- Do this -
Copy every one of the entries below word for word, but leave the pictures out.

Stored dataset items
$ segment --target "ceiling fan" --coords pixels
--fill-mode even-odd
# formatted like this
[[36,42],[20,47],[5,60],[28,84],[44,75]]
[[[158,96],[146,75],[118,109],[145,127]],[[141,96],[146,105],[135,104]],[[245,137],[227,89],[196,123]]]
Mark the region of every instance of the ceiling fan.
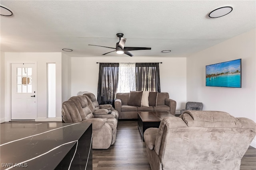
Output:
[[122,33],[118,33],[116,34],[117,37],[119,38],[119,42],[116,43],[116,48],[110,47],[108,47],[102,46],[100,45],[92,45],[89,44],[88,45],[93,45],[94,46],[102,47],[103,47],[109,48],[110,49],[115,49],[112,51],[109,52],[105,54],[102,54],[102,55],[105,55],[107,54],[108,54],[110,53],[116,51],[118,54],[125,54],[130,56],[132,57],[133,55],[128,51],[133,51],[133,50],[151,50],[151,48],[150,47],[124,47],[124,44],[125,42],[126,41],[126,39],[123,38],[124,34]]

- Response -
$ segment --target "ceiling fan" --coords pixels
--fill-mode even-odd
# formatted like this
[[36,42],[20,47],[5,60],[28,84],[44,75]]
[[[158,96],[146,75],[118,109],[145,127]],[[141,96],[146,105],[135,104]],[[245,137],[227,89],[196,123]]]
Mark the region of every instance of the ceiling fan.
Output:
[[122,33],[118,33],[116,34],[117,37],[119,38],[119,42],[116,43],[116,48],[110,47],[108,47],[102,46],[100,45],[92,45],[89,44],[88,45],[93,45],[94,46],[102,47],[103,47],[109,48],[110,49],[115,49],[112,51],[109,52],[105,54],[102,54],[102,55],[105,55],[107,54],[108,54],[110,53],[116,51],[118,54],[125,54],[130,56],[132,57],[133,55],[128,51],[133,51],[133,50],[151,50],[151,48],[150,47],[124,47],[124,44],[125,42],[126,41],[126,39],[123,38],[124,34]]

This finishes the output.